***** READING TEXT
Combining multiple sets of data to one JSON file from api calls-CodePudding

I need two sets of data from this website:

https://www.nasdaq.com/market-activity/stocks/aapl/institutional-holdings

Which include both the "Active Positions" and "New and Sold Out Positions" tables. The code i have can only provide one piece of data into a JSON:

import requests
import pandas as pd

url = 'https://api.nasdaq.com/api/company/AAPL/institutional-holdings?limit=15&type=TOTAL&sortColumn=marketValue&sortOrder=DESC'

headers = {
    'accept': 'application/json, text/plain, */*',
    'origin': 'https://www.nasdaq.com',
'User-Agent': 'Mozilla/5.0 (X11; Linux x86_64) AppleWebKit/537.36 (KHTML, like Gecko) Chrome/104.0.5112.79 Safari/537.36'
}

r = requests.get(url, headers=headers)
df = pd.json_normalize(r.json()['data']['newSoldOutPositions']['rows'])

df.to_json('AAPL_institutional_positions.json')

This will give the output of the following (JSON):

{
    "positions":{
        "0":"New Positions",
        "1":"Sold Out Positions"
    },
    "holders":{
        "0":"99",
        "1":"90"
    },
    "shares":{
        "0":"37,374,118",
        "1":"4,637,465"
    }
}

Whereas, for the other table I am scraping, I use this code (All's I have done is change "newSoldOutPositions" to "activePositions"):

import requests
import pandas as pd

url = 'https://api.nasdaq.com/api/company/AAPL/institutional-holdings?limit=15&type=TOTAL&sortColumn=marketValue&sortOrder=DESC'

headers = {
    'accept': 'application/json, text/plain, */*',
    'origin': 'https://www.nasdaq.com',
'User-Agent': 'Mozilla/5.0 (X11; Linux x86_64) AppleWebKit/537.36 (KHTML, like Gecko) Chrome/104.0.5112.79 Safari/537.36'
}

r = requests.get(url, headers=headers)
df = pd.json_normalize(r.json()['data']['activePositions']['rows'])

df.to_json('AAPL_institutional_positions.json')

Which gives this output (JSON):

{
    "positions":{
        "0":"Increased Positions",
        "1":"Decreased Positions",
        "2":"Held Positions",
        "3":"Total Institutional Shares"
    },
    "holders":{
        "0":"1,780",
        "1":"2,339",
        "2":"283",
        "3":"4,402"
    },
    "shares":{
        "0":"239,170,203",
        "1":"209,017,331",
        "2":"8,965,339,255",
        "3":"9,413,526,789"
    }
}

So my question being, is how can i combine the scraping to grab both sets of data and output them all in one JSON file?

Thanks

CodePudding user response：

If you only want json data, there is no need to use pandas:

import requests

nasdaq_dict = {}

url = 'https://api.nasdaq.com/api/company/AAPL/institutional-holdings?limit=15&type=TOTAL&sortColumn=marketValue&sortOrder=DESC'

headers = {
    'accept': 'application/json, text/plain, */*',
    'origin': 'https://www.nasdaq.com',
'User-Agent': 'Mozilla/5.0 (X11; Linux x86_64) AppleWebKit/537.36 (KHTML, like Gecko) Chrome/104.0.5112.79 Safari/537.36'
}

r = requests.get(url, headers=headers)

nasdaq_dict['activePositions'] = r.json()['data']['activePositions']['rows']
nasdaq_dict['newSoldOutPositions'] = r.json()['data']['newSoldOutPositions']['rows']
print(nasdaq_dict)

Result in terminal:

{'activePositions': [{'positions': 'Increased Positions', 'holders': '1,795', 'shares': '200,069,709'}, {'positions': 'Decreased Positions', 'holders': '2,314', 'shares': '228,105,026'}, {'positions': 'Held Positions', 'holders': '308', 'shares': '8,976,744,094'}, {'positions': 'Total Institutional Shares', 'holders': '4,417', 'shares': '9,404,918,829'}], 'newSoldOutPositions': [{'positions': 'New Positions', 'holders': '121', 'shares': '55,857,143'}, {'positions': 'Sold Out Positions', 'holders': '73', 'shares': '8,851,038'}]}
**********
From the forum thread on combining Nasdaq holdings into one JSON file, list every value of "positions" that appears in the "Result in terminal" output.
***** AVAILABLE DATA
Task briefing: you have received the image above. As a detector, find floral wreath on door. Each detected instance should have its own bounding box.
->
**********
**PROBLEM SOLUTION:**
Increased Positions
Decreased Positions
Held Positions
Total Institutional Shares
New Positions
Sold Out Positions